### Problems and tasks
1 – Using the article on Nigerian ginger, answer these questions:
(a) Which two native Nigerian ginger varieties were prized globally?
(b) What is the name of the fungal blight that swept through Kaduna, Plateau and Nasarawa states?
(c) How many bags of ginger seeds did John S. Hatan plant this year?
2 – Drawing on the article on Nigerian ginger, explain in one to three sentences why buyers from Europe, America and Asia paid a premium for Nigerian ginger.

### Passage provided
━━━━━━━━━━━━━━━━━━━━━━━━━━━━━━

Nigeria was once the world’s third largest producer of ginger and the undisputed leader in quality. The native varieties Tafin Giwa and Yatsun Biri were prized globally for their high oleoresin content and intense pungency. Buyers from Europe, America and Asia paid a premium for Nigerian ginger because nothing else on the market had its heat or aroma. That era is over. Under President Bola Tinubu’s watch, annual ginger export earnings have fallen from N26.2 billion to absolutely zero.
The collapse is not an exaggeration. Data from the National Bureau of Statistics confirms that export revenue dropped from N6.28 billion in 2024 to zero by the end of 2025. A fungal blight known as Proxipyricularia zingiberis swept through Kaduna, Plateau and Nasarawa states starting in 2023, destroying an estimated 85 to 95 percent of the national harvest. Farmers who once filled three lorries from a single field now struggle to fill a single bag.
The reasons for the wipeout are not mysterious. Nigeria had no national ginger seed bank, no early warning system for fungal disease, no crop insurance for smallholder farmers, and no emergency response plan. Insecurity across the ginger belt drove many farmers off their land. Production costs soared to more than 10,000 dollars per metric ton while the global market price sat at around 2,000 dollars. Nigerian ginger became too expensive and too scarce to sell anywhere in the world. Ethiopia has already taken over Nigeria’s former export contracts.
Under Tinubu’s government, there has been no comprehensive recovery plan. Farmers say they have received no relief. Florence Edwards, president of the ginger growers association, told reporters that intervention funds never reached actual farmers.
Those who supposedly received funds were not actual farmers but political appointees, she said. John S. Hatan, a farmer in Kaduna’s Kachia area, used to plant 150 bags of ginger seeds before the outbreak. This year he planted just ten. It is as if ginger production is coming to an end,” he said.
As the industry collapsed, Nigerians took to social media to demand answers. In the absence of any official explanation, alternative theories spread rapidly. A post by user @nostalgicvibeng on May 22, 2026, claimed that USAID brought in contaminated inputs that destroyed the ginger farms. Another user, @pshegs, posted a detailed thread arguing that what people call GMO is actually an imported patented hybrid that cannot reproduce, forcing farmers to buy new seeds from foreign suppliers every season. He also wrote that the inputs sponsored by the international community weakened the soil and the natural ginger, and that those who did not accept the inputs did not experience the problem.
So, let me help:
First, I spoke about this extensively in 2025 after a series of deep posts here on X.
1) there is no GMO ginger in a manner of speaking. What we call GMO is actually an imported hybrid that lacks pungency, and is absolutely not as efficient or effective as the… pic.twitter.com/hRYE1pVg1z
— pshegs (@pshegs) May 22, 2026
Other posts went further. @onu_slim alleged that grant funded agricultural interventions arrived with GMO organisms that deliberately weakened indigenous crops and compromised soil health. @El_matadorre referenced a documentary in which farmers described cheaper seeds distributed by whitemen and concluded that the white race never gives anything for free.

━━━━━━━━━━━━━━━━━━━━━━━━━━━━━━

### Information provided
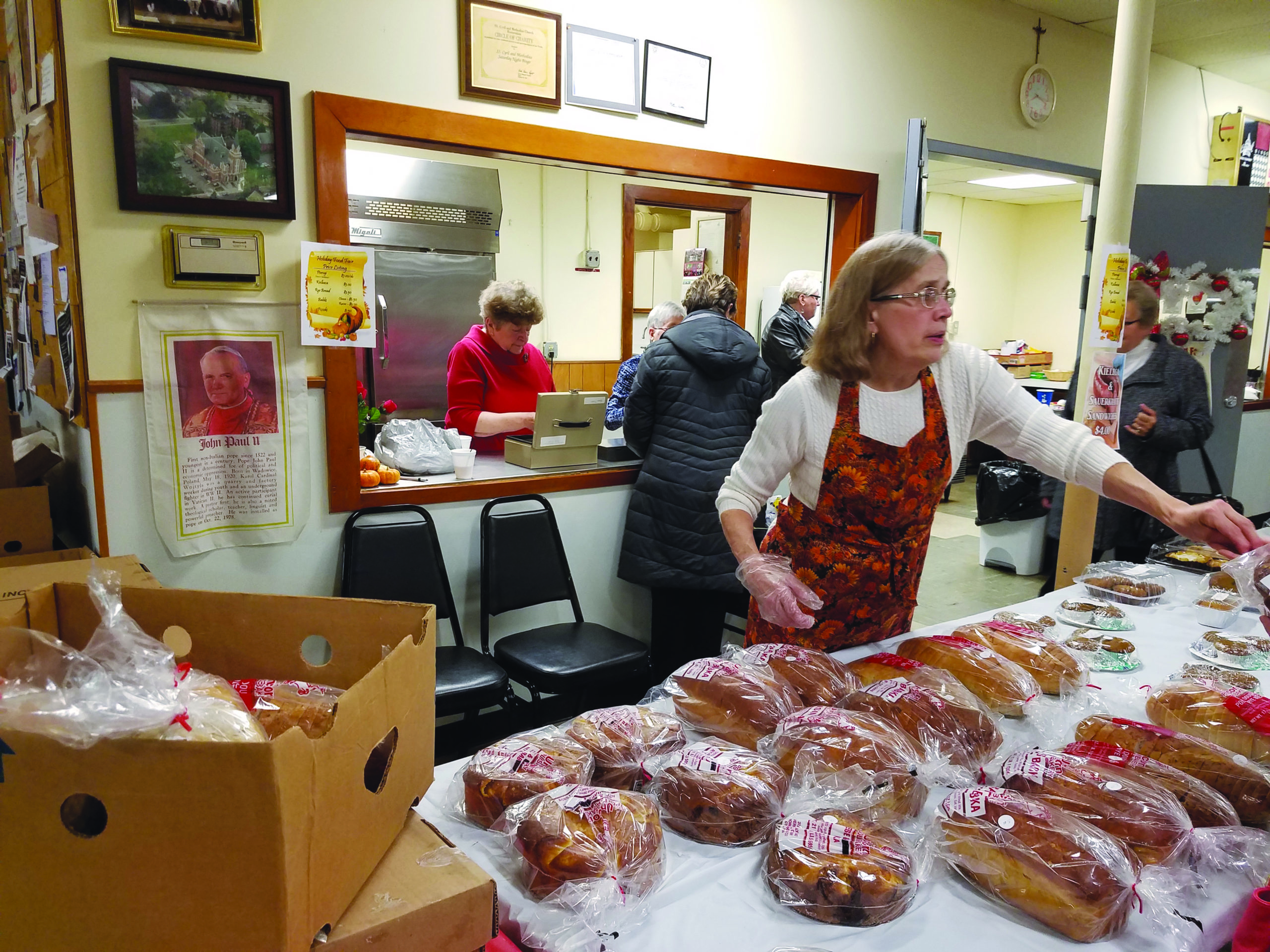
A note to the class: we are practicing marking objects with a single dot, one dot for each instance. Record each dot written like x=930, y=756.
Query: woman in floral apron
x=872, y=431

━━━━━━━━━━━━━━━━━━━━━━━━━━━━━━

### Task results
1 –
(a) Tafin Giwa and Yatsun Biri.
(b) Proxipyricularia zingiberis.
(c) Ten bags.

2 – Buyers paid a premium because nothing else on the market matched the heat or aroma of Nigerian ginger. The native varieties were prized for their high oleoresin content and intense pungency.